start Records for processing

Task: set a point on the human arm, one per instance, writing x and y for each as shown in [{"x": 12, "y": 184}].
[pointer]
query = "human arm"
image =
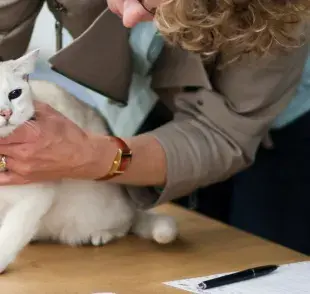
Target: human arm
[{"x": 213, "y": 135}]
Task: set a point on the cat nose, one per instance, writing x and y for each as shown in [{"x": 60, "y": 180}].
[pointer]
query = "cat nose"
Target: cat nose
[{"x": 6, "y": 113}]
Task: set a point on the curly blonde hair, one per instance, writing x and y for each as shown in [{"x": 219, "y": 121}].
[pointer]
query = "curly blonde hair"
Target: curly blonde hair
[{"x": 233, "y": 27}]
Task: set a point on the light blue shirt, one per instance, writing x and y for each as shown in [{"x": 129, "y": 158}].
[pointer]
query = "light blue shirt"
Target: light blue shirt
[{"x": 300, "y": 104}]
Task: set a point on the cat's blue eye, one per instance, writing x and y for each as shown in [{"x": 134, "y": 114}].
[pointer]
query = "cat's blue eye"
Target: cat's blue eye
[{"x": 15, "y": 94}]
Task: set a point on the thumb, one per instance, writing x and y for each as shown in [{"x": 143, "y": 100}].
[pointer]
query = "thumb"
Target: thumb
[{"x": 134, "y": 13}]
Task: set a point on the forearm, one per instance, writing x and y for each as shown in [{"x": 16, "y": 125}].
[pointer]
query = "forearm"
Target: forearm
[{"x": 148, "y": 165}]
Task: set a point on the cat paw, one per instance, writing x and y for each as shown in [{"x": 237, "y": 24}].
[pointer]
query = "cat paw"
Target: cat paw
[{"x": 101, "y": 238}]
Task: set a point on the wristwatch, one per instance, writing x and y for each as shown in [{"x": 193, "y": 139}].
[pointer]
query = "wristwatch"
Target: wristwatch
[{"x": 121, "y": 161}]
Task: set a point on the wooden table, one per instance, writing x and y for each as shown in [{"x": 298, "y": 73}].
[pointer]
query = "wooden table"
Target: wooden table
[{"x": 135, "y": 266}]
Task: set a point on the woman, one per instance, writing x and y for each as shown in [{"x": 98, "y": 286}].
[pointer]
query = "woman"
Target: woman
[{"x": 254, "y": 53}]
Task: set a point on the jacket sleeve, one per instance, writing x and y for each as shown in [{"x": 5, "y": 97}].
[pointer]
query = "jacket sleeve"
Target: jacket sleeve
[{"x": 216, "y": 131}]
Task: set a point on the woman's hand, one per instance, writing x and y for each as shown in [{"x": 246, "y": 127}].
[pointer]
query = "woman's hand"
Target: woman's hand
[
  {"x": 131, "y": 11},
  {"x": 51, "y": 148}
]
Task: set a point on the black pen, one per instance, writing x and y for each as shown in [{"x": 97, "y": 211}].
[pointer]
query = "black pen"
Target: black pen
[{"x": 237, "y": 277}]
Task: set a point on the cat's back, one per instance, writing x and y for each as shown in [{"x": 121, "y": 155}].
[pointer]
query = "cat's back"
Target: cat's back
[{"x": 67, "y": 104}]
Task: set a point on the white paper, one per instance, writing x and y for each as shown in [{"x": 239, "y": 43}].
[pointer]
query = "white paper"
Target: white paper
[{"x": 287, "y": 279}]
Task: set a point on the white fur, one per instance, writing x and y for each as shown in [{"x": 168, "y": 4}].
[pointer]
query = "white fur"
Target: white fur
[{"x": 73, "y": 212}]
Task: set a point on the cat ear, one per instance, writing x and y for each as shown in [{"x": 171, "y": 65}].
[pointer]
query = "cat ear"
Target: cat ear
[{"x": 25, "y": 65}]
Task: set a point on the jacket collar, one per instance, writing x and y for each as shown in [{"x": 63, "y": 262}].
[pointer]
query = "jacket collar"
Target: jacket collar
[{"x": 100, "y": 59}]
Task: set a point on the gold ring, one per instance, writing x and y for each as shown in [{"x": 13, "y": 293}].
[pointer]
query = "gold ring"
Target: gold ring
[{"x": 3, "y": 164}]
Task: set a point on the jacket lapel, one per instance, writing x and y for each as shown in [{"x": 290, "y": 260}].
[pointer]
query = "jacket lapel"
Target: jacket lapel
[{"x": 99, "y": 59}]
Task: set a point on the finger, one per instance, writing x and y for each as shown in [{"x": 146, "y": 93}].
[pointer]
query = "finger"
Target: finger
[
  {"x": 13, "y": 165},
  {"x": 22, "y": 134},
  {"x": 134, "y": 13},
  {"x": 10, "y": 178}
]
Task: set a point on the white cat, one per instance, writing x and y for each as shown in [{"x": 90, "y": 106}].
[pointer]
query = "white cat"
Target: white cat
[{"x": 73, "y": 212}]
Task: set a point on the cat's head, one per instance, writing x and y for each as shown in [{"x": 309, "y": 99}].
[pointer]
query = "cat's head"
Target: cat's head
[{"x": 16, "y": 97}]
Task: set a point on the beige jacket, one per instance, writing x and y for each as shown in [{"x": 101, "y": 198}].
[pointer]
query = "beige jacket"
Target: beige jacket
[{"x": 216, "y": 130}]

end Records for processing

• [Work to do]:
Copy every line of the records above word for word, leaving out the pictures.

• [Solution for this problem]:
Task: set a point on the human arm, one per instance, writing x and y for each as shown in [{"x": 12, "y": 184}].
[pointer]
query = "human arm"
image =
Target: human arm
[{"x": 213, "y": 135}]
Task: set a point on the cat nose, one per instance, writing x and y for each as shown in [{"x": 60, "y": 180}].
[pointer]
query = "cat nose"
Target: cat nose
[{"x": 6, "y": 113}]
Task: set a point on the curly blonde hair, one per instance, writing x and y for each as shown in [{"x": 219, "y": 121}].
[pointer]
query = "curly blonde hair"
Target: curly blonde hair
[{"x": 233, "y": 27}]
Task: set a point on the light blue shirt, one per instance, writing x and y for each as shown in [{"x": 129, "y": 158}].
[pointer]
query = "light blue shirt"
Target: light blue shirt
[{"x": 300, "y": 104}]
Task: set a point on the cat's blue eye, one per instance, writing x and y for each as shown in [{"x": 134, "y": 114}].
[pointer]
query = "cat's blue eye"
Target: cat's blue eye
[{"x": 15, "y": 94}]
Task: set a point on the thumb, one per instance, writing x and y for each as shown in [{"x": 143, "y": 100}].
[pointer]
query = "thumb"
Target: thumb
[{"x": 134, "y": 13}]
Task: set a point on the forearm, one per instance, writing x and y for each as shown in [{"x": 16, "y": 125}].
[pointer]
query = "forearm"
Target: forearm
[{"x": 148, "y": 165}]
Task: set a point on the cat paw, one per instance, writing x and y for each as shown in [{"x": 237, "y": 24}].
[pointer]
query = "cat paw"
Target: cat paw
[{"x": 101, "y": 238}]
Task: set a point on the wristwatch, one per instance, writing x and y for each as shown in [{"x": 193, "y": 139}].
[pointer]
query = "wristwatch"
Target: wristwatch
[{"x": 121, "y": 161}]
Task: set a point on the wooden table, one per instance, writing x and y for each as shown in [{"x": 298, "y": 73}].
[pointer]
query = "wooden table"
Target: wooden table
[{"x": 135, "y": 266}]
Task: set a point on the woman, one per instance, writing x and y for each as shown in [{"x": 98, "y": 286}].
[pointer]
query = "woman"
Target: woman
[{"x": 254, "y": 53}]
Task: set a point on the jacket sleeve, one per instance, writing x and y for each as shown in [{"x": 5, "y": 97}].
[pointer]
query = "jacket sleeve"
Target: jacket sleeve
[{"x": 216, "y": 131}]
Task: set a point on the woman's hand, one per instance, writing x and y for each as shown in [{"x": 246, "y": 127}].
[pointer]
query = "woman's hand"
Target: woman's hand
[
  {"x": 131, "y": 11},
  {"x": 51, "y": 148}
]
Task: set a point on the black pen, one per instance, writing x and y for each as shown in [{"x": 97, "y": 211}].
[pointer]
query = "black pen"
Target: black pen
[{"x": 237, "y": 277}]
Task: set a point on the cat's back, one per instance, writing x and y for each as shown in [{"x": 121, "y": 155}].
[pointer]
query = "cat's back"
Target: cat's back
[{"x": 67, "y": 104}]
Task: set a point on the white paper, one per instance, writing x and y for each as shown in [{"x": 239, "y": 43}].
[pointer]
query = "white paper"
Target: white paper
[{"x": 287, "y": 279}]
Task: set a point on the white fur, one per instance, writing x and y for each as shown in [{"x": 168, "y": 4}].
[pointer]
query = "white fur"
Target: white fur
[{"x": 73, "y": 212}]
Task: set a point on the cat ear, one per instance, writing x and y for each as shown in [{"x": 171, "y": 65}].
[pointer]
query = "cat ear"
Target: cat ear
[{"x": 25, "y": 65}]
Task: set a point on the jacket collar, one per instance, writing x and y for each as shown in [{"x": 63, "y": 262}].
[pointer]
query = "jacket collar"
Target: jacket collar
[{"x": 100, "y": 59}]
Task: set a point on the gold ring, one per instance, writing x and y for each as shown in [{"x": 13, "y": 293}].
[pointer]
query = "gold ring"
Target: gold ring
[{"x": 3, "y": 164}]
Task: set a point on the jacket lapel, one per instance, writing x and y for each as shown in [{"x": 290, "y": 260}].
[pointer]
query = "jacket lapel"
Target: jacket lapel
[{"x": 99, "y": 59}]
Task: set a point on the finger, one per instance, writing x and y for each as shown in [{"x": 146, "y": 93}].
[pointer]
query = "finger"
Target: finger
[
  {"x": 13, "y": 165},
  {"x": 22, "y": 134},
  {"x": 134, "y": 13},
  {"x": 10, "y": 178}
]
Task: set a point on the white cat, one per instance, writing x and y for each as shown in [{"x": 90, "y": 106}].
[pointer]
query = "white cat"
Target: white cat
[{"x": 73, "y": 212}]
Task: set a point on the cat's head, one per instance, writing x and y for each as shown in [{"x": 309, "y": 99}].
[pointer]
query = "cat's head"
Target: cat's head
[{"x": 16, "y": 97}]
Task: set a point on the beige jacket, one per instance, writing x and y for each as shown in [{"x": 101, "y": 198}].
[pointer]
query = "beige jacket"
Target: beige jacket
[{"x": 216, "y": 130}]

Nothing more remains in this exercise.